#### Source:
+--

More luck then skill. And over a long period of time you a bound to produce some studs, but how long is that period of time?

 

i'm pretty sure they'll eventually start looking to add stars through free agency or trades. once they build up the system a little more, i wouldn't be surprised to see them try and get younger proven guys by giving up prospects. something similar to the justin upton situation, where you can get a guy in his mid 20's (instead of late 20's in FA) and then lock him up when you trade for him.

 

but yea, this is clearly going to be a drawn out process. i completely understand why people might dislike it, but i've accepted it and im actually enjoying baseball more than i have in a long time by following the minor leagues.... because there are finally people in charge that i have full confidence in.

Posted

It looks to me that the Maholm type signings are the way to actually build up the overall talent level in an organization. With a big time FA, you give up financial flexibility in addition to draft picks and have a difficult to trade asset in the event you want to move the player.

+--

#### Required work:
[1] Rewrite the baseball discussion from "More luck then" up to and including "trade for him.", putting "the open market" in place of "free agency".
[2] In the baseball discussion, what does a team give up along with financial flexibility when it signs a big-time free agent?

#### Provided material:
+--

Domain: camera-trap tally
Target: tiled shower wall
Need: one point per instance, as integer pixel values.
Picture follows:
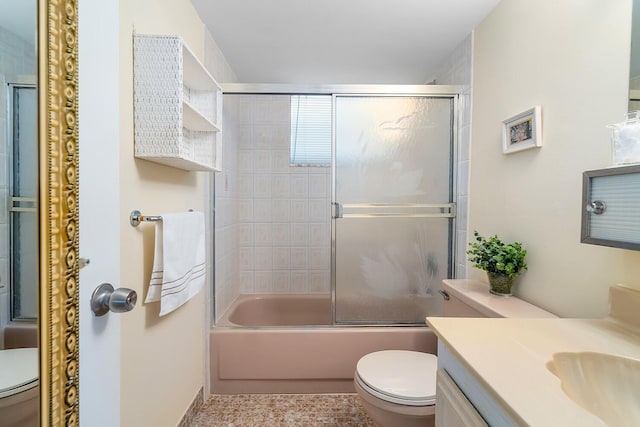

+--

#### The replies:
[1]
More luck then skill. And over a long period of time you a bound to produce some studs, but how long is that period of time?

 

i'm pretty sure they'll eventually start looking to add stars through the open market or trades. once they build up the system a little more, i wouldn't be surprised to see them try and get younger proven guys by giving up prospects. something similar to the justin upton situation, where you can get a guy in his mid 20's (instead of late 20's in FA) and then lock him up when you trade for him.

[2] Draft picks.